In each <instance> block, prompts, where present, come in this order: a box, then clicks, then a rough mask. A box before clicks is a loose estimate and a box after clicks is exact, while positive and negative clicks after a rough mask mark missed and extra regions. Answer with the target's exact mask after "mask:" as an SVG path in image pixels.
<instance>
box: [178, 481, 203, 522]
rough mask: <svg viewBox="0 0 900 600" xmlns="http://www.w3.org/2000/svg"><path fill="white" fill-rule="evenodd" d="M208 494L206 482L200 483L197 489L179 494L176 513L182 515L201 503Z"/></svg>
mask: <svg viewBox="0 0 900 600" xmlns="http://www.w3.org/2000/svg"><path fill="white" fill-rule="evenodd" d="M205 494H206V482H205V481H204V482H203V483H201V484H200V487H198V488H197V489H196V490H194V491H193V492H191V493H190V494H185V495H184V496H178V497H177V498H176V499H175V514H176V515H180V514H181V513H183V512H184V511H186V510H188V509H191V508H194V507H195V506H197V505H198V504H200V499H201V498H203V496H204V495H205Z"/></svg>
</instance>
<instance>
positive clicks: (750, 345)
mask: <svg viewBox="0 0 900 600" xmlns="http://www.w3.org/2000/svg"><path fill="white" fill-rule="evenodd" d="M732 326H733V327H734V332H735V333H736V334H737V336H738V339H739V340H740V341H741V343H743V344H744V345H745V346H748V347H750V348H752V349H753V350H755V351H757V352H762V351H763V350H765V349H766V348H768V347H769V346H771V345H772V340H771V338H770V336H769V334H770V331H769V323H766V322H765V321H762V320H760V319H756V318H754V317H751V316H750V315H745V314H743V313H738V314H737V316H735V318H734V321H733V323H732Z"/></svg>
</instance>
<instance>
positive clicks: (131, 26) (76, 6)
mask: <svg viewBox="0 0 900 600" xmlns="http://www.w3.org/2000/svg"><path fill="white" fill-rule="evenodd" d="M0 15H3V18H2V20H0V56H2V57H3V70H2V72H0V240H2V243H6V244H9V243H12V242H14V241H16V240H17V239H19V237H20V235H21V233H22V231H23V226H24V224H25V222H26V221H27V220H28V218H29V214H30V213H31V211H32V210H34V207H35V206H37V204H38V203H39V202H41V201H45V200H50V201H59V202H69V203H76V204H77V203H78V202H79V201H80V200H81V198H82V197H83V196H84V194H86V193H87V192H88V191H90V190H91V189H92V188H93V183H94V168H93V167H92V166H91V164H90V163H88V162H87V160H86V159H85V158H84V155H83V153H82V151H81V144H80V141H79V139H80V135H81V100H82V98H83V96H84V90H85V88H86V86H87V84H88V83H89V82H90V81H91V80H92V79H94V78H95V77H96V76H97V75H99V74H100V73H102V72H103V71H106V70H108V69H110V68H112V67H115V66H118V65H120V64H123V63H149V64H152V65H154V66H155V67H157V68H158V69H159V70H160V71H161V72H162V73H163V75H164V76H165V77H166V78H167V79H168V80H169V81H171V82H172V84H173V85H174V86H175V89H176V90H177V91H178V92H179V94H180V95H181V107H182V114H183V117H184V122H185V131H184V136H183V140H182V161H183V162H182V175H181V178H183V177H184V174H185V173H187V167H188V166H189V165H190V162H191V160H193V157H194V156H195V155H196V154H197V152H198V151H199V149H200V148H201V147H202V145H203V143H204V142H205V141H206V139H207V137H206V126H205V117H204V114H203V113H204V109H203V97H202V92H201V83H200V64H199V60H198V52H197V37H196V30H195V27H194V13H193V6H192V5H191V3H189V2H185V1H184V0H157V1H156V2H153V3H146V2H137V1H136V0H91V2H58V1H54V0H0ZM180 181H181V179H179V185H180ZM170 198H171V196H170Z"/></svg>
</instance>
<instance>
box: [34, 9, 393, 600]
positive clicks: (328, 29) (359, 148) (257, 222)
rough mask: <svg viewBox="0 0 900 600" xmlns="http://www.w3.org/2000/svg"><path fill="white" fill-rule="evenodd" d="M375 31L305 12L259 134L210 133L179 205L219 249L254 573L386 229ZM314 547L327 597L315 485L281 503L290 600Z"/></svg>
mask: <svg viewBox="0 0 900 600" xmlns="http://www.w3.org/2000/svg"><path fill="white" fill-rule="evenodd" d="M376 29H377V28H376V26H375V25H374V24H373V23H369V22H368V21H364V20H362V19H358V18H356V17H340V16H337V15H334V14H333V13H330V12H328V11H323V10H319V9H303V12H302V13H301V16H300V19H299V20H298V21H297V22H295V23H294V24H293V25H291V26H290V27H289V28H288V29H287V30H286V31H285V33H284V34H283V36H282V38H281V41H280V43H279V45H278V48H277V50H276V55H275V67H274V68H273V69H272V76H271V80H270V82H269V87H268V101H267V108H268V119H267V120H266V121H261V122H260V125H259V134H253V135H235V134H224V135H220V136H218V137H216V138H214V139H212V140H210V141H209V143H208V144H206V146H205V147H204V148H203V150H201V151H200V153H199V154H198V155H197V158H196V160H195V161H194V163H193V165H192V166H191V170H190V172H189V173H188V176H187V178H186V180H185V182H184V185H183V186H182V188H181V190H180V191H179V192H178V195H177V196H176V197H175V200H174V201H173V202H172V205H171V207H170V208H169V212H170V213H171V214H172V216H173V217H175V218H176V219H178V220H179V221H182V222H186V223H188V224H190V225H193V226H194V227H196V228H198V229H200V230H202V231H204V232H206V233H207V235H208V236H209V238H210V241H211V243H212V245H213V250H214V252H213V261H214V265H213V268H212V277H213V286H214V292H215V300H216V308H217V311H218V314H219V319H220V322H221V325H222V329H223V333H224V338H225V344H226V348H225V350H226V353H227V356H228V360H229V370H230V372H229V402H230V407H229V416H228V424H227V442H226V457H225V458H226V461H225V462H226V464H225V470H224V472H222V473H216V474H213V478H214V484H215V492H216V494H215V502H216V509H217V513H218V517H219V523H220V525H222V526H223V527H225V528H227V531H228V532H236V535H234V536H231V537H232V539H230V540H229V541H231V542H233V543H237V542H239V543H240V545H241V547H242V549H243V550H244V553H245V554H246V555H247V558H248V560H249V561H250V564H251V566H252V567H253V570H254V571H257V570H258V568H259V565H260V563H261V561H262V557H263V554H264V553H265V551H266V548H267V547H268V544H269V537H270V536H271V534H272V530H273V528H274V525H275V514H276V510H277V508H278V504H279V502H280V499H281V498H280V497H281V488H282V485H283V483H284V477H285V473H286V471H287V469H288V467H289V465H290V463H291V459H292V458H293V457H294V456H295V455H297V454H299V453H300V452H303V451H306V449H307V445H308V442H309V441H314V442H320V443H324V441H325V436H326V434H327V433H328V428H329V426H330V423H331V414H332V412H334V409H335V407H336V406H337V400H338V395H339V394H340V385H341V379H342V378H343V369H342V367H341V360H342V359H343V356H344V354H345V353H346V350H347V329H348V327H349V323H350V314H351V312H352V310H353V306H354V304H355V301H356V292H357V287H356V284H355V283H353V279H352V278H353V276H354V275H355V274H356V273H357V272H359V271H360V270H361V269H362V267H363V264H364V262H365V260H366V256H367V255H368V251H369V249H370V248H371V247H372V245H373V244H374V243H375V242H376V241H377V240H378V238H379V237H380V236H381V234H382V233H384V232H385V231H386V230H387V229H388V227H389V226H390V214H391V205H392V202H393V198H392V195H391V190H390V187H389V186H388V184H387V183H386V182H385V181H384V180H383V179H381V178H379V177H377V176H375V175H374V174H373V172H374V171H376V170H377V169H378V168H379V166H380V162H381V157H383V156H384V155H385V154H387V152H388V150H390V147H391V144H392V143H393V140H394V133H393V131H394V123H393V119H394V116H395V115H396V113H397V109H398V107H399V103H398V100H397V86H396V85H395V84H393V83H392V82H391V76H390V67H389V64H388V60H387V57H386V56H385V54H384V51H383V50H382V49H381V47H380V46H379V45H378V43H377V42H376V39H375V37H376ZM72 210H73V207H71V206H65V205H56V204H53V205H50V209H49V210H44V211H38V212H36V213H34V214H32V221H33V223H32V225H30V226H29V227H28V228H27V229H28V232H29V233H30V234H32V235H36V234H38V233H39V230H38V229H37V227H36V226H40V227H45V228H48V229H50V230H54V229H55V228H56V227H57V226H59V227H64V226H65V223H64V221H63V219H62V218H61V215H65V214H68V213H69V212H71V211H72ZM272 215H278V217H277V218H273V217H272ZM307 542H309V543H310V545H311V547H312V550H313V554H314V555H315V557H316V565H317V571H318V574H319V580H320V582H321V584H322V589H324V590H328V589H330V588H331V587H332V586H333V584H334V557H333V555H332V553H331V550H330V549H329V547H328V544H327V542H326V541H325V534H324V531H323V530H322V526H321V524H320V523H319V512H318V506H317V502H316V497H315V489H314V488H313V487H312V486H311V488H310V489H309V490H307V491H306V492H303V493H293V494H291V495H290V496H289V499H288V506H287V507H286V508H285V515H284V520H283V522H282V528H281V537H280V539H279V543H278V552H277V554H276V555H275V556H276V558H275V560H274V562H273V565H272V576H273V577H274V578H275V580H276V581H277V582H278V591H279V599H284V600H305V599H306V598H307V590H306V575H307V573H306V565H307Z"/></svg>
——
Render the lines of the records as a Markdown table with two columns, Row (the row number) and Text (the line itself), leaving out blank lines. Begin at the first line of the records and stop after the line that contains "box: [178, 481, 203, 522]".

| Row | Text |
|---|---|
| 1 | In each <instance> block, prompts, where present, come in this order: a box, then clicks, then a rough mask. A box before clicks is a loose estimate and a box after clicks is exact, while positive and negative clicks after a rough mask mark missed and extra regions. Answer with the target's exact mask after "mask:" as an SVG path in image pixels. |
| 2 | <instance> |
| 3 | box: [178, 481, 203, 522] |